▸ **Quoted passage**:
- Opening Delimiter -

While Illinois will welcome the jobs and economic activity created by the new facility, a quirk in existing sales tax law could lead to changes in the Amazon store-customer relationship. Under existing law, if a customer buys something through Amazon.com that is shipped from a warehouse located outside of Illinois, it is the responsibility of the customer to pay sales tax on the item purchased. The Department of Revenue prints a line on its annual income tax forms for sales taxes due. If Amazon.com builds a warehouse that is physically located in Illinois, however, the firm will take on the responsibility of charging and collecting sales tax on items purchased for shipment to an Illinois address. The tax will be identical to that charged by physical brick-and-mortar retailers in the customer’s municipality.
Public Health – Raw Milk
Proposed rules would severely discourage transfers of raw milk within Illinois; comment period extended. The administrative rules, which are aimed at the sale of milk that has not undergone a pasteurization process to heat the milk and destroy microorganisms, are in the process of being developed by the state’s Department of Public Health. Current law bans the sale of raw milk in grocery stores and supermarkets, but contains a loophole that is believed by proponents to allow the private transfer and sale of the beverage by farmers to consumers. Some public health experts believe this loophole allows for outbreaks of food-borne illnesses. It would be closed by the proposed rule.
As part of the rules development process, state law requires the rules to be published for public comment. After more than 800 commentators expressed their views, the Department extended the comment period.
Revenues – FY15 Update
Key General Assembly commission reports mixed cash flow numbers for first four months of FY15. The State of Illinois’ fiscal year began in July 1, 2014, and will end on June 30, 2015. During the first third of this cash flow period – the months of July, August, September, and October 2014 – the Commission on Government Forecasting and Accountability reports that several major flow zones into Illinois general funds have come in with numbers that were higher or lower than had been budgeted by lawmakers for the fiscal period.

- Closing Delimiter -

Could you quote the Illinois update word for word, beginning at the words "Revenues – FY15" and stopping after "the fiscal period."? The lines that follow have nothing to do with the Illinois update.

▸ **Supplied information**:
- Opening Delimiter -

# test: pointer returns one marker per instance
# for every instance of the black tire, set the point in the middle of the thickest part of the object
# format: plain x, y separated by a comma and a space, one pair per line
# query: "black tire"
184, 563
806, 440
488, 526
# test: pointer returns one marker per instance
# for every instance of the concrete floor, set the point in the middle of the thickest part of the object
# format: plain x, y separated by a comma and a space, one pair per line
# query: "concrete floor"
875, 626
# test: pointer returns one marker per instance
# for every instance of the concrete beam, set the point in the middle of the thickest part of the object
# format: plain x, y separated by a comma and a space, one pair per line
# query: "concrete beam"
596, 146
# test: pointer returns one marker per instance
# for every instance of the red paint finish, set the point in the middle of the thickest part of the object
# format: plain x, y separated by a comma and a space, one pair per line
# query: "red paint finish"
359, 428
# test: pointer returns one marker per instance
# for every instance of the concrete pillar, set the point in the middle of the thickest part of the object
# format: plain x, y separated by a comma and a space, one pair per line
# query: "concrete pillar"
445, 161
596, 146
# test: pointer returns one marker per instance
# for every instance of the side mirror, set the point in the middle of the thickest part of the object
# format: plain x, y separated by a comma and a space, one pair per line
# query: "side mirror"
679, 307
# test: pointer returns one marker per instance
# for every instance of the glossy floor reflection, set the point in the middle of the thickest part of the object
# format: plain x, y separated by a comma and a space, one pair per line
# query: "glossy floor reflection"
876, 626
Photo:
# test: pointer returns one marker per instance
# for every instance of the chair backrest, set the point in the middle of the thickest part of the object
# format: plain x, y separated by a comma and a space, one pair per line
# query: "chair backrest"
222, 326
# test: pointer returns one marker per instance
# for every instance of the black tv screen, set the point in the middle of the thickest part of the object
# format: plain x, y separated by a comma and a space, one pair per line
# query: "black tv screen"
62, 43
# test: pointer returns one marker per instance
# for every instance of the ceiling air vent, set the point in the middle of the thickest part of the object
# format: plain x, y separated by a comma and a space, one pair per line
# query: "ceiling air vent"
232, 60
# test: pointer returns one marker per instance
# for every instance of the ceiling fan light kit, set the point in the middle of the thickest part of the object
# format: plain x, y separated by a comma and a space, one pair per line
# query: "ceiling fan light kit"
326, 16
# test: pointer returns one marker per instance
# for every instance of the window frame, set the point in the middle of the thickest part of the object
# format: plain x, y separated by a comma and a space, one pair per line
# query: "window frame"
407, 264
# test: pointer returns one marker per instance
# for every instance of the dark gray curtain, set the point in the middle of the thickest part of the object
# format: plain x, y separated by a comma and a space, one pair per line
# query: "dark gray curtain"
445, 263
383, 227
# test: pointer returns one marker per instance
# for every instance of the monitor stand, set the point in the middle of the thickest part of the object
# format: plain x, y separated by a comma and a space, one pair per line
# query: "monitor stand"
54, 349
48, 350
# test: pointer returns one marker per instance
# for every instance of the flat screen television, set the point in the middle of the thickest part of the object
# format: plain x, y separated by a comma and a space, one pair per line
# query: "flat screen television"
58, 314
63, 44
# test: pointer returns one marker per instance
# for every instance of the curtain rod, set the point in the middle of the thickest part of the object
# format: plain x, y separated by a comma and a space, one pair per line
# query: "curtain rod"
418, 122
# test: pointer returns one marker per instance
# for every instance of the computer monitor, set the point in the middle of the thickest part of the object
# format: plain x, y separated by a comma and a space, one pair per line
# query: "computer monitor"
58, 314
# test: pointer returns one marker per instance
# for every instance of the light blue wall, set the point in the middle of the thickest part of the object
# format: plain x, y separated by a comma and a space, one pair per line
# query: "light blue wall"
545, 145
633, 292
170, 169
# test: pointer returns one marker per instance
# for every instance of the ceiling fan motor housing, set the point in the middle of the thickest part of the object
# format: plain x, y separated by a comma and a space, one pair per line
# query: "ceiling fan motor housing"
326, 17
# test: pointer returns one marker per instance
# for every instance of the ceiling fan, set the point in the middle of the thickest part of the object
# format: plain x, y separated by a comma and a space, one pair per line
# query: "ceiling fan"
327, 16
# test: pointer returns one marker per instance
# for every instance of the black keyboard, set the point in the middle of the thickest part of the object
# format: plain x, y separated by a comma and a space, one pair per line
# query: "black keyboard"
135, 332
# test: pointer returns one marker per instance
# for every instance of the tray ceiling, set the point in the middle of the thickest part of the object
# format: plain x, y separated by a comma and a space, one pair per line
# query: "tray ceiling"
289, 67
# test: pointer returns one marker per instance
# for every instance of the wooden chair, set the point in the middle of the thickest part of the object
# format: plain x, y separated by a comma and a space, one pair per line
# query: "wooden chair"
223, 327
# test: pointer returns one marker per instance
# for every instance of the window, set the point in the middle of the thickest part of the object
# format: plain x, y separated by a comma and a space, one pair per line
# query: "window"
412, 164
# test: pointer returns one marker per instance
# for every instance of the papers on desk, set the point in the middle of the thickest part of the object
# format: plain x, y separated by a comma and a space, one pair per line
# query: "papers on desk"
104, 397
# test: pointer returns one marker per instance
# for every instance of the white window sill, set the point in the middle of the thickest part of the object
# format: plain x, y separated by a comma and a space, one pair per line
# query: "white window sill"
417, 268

- Closing Delimiter -

▸ **Answer to the exercise**:
Revenues – FY15 Update
Key General Assembly commission reports mixed cash flow numbers for first four months of FY15. The State of Illinois’ fiscal year began in July 1, 2014, and will end on June 30, 2015. During the first third of this cash flow period – the months of July, August, September, and October 2014 – the Commission on Government Forecasting and Accountability reports that several major flow zones into Illinois general funds have come in with numbers that were higher or lower than had been budgeted by lawmakers for the fiscal period.